Position annotation records
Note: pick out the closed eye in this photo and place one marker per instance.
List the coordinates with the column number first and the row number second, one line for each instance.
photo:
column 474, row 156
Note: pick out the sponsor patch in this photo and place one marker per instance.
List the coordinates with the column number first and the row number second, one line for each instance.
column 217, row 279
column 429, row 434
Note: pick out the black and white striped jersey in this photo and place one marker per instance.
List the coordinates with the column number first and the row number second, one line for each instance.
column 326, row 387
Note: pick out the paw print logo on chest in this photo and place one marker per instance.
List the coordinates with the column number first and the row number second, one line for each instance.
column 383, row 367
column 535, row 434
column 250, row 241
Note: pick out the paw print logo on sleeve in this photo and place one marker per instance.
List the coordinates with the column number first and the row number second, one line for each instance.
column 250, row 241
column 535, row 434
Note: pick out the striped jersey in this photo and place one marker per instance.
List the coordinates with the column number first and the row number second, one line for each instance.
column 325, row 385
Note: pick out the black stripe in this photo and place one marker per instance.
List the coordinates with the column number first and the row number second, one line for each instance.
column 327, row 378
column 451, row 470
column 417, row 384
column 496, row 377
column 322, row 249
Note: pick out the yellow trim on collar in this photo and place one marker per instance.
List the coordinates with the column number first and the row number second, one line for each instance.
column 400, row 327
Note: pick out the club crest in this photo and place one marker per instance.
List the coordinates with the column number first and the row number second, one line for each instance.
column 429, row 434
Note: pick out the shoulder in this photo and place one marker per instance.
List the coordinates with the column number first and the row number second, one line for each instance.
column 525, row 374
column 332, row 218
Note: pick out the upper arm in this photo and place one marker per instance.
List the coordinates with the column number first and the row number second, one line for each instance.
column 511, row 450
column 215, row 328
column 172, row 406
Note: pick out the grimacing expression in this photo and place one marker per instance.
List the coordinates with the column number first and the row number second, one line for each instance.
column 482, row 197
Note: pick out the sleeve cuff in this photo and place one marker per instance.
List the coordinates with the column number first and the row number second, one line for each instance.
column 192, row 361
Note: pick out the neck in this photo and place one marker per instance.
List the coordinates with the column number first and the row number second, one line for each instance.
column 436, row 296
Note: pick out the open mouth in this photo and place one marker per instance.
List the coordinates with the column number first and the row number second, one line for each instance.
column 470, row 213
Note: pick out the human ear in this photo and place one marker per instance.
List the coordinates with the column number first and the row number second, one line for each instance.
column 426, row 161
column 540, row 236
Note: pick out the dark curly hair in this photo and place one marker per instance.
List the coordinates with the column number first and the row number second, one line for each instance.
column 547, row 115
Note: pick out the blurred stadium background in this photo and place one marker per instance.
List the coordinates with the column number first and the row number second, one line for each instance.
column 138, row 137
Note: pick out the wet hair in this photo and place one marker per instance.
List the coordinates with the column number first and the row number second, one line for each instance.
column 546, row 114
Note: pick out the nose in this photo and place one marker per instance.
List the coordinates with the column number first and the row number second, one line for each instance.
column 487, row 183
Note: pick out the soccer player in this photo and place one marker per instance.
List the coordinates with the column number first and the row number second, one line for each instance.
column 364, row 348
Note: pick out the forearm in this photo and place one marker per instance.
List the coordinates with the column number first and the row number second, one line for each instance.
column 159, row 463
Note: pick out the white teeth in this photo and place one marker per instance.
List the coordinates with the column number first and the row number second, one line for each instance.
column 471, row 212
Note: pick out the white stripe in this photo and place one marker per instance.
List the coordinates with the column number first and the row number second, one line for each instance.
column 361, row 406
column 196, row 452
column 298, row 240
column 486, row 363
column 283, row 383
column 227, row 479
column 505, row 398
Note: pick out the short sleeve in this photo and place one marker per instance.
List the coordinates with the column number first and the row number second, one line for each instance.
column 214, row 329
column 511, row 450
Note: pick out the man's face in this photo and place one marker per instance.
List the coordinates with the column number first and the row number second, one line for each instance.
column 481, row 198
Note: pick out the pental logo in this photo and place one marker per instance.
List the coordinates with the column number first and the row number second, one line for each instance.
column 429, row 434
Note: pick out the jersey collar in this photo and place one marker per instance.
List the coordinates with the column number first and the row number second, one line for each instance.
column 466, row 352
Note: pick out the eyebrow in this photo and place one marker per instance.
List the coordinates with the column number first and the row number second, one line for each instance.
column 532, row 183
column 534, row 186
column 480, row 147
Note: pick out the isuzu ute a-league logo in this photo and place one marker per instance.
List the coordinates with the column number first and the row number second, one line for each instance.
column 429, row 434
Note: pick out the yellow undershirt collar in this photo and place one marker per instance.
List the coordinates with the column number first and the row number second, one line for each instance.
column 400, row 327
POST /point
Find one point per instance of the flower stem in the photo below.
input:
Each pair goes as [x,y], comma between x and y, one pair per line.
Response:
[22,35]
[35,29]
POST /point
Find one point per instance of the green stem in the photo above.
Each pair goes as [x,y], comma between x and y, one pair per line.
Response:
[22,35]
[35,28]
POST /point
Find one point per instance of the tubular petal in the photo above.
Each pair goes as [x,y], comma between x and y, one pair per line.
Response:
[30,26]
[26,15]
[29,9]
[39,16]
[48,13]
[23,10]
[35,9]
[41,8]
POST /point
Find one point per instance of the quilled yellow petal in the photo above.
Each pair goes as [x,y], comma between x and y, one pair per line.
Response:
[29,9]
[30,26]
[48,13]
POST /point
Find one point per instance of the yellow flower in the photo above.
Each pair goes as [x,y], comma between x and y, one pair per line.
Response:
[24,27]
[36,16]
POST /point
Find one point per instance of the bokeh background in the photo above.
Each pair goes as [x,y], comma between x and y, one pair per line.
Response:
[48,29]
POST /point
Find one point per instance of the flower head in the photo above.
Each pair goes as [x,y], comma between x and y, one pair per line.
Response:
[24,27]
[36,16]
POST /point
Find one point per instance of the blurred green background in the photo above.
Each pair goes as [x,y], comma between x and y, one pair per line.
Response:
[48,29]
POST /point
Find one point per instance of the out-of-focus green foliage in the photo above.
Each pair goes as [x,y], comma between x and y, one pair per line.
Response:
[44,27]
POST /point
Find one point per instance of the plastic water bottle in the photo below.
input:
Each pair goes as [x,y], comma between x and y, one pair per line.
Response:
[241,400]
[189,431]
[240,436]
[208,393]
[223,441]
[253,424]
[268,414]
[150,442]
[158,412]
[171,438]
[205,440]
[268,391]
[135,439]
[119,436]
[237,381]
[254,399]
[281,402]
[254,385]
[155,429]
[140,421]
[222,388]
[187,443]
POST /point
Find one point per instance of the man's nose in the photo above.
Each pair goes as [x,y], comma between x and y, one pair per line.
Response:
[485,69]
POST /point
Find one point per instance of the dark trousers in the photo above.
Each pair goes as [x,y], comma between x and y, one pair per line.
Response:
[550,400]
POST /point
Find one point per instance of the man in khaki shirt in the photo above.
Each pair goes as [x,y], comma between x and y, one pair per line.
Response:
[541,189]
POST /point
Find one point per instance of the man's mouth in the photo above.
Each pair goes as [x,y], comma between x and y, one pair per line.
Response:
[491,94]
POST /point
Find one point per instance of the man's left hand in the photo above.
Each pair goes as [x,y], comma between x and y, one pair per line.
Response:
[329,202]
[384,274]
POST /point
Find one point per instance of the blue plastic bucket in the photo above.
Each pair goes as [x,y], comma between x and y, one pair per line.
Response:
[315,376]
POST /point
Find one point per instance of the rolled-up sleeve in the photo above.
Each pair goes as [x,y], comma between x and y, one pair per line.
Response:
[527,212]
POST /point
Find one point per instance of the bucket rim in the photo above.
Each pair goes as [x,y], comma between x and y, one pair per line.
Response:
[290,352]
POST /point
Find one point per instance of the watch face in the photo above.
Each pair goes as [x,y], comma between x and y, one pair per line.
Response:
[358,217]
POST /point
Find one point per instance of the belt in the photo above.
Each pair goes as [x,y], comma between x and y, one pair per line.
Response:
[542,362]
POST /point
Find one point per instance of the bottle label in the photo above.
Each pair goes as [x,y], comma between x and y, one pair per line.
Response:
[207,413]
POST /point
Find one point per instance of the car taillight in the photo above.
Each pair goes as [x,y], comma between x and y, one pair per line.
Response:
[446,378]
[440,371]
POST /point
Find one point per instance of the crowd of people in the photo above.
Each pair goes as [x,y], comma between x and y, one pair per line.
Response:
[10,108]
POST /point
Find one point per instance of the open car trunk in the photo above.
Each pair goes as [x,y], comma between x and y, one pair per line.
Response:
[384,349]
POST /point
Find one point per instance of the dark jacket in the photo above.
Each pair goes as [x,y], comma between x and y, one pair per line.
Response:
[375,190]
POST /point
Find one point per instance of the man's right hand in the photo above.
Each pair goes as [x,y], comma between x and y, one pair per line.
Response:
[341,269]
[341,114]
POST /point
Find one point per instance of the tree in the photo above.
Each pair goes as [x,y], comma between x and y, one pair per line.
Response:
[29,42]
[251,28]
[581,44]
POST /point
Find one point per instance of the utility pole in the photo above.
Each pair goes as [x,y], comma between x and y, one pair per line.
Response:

Your instructions: Copy out, word for word, the lines of the material above, beginning at the line that contains "Note: pick out the striped" and ending after the line that contains "column 325, row 385".

Complete output:
Note: pick out the striped jersey in this photo and place one marker per instance.
List the coordinates with the column number first and the row number second, one line for each instance.
column 325, row 385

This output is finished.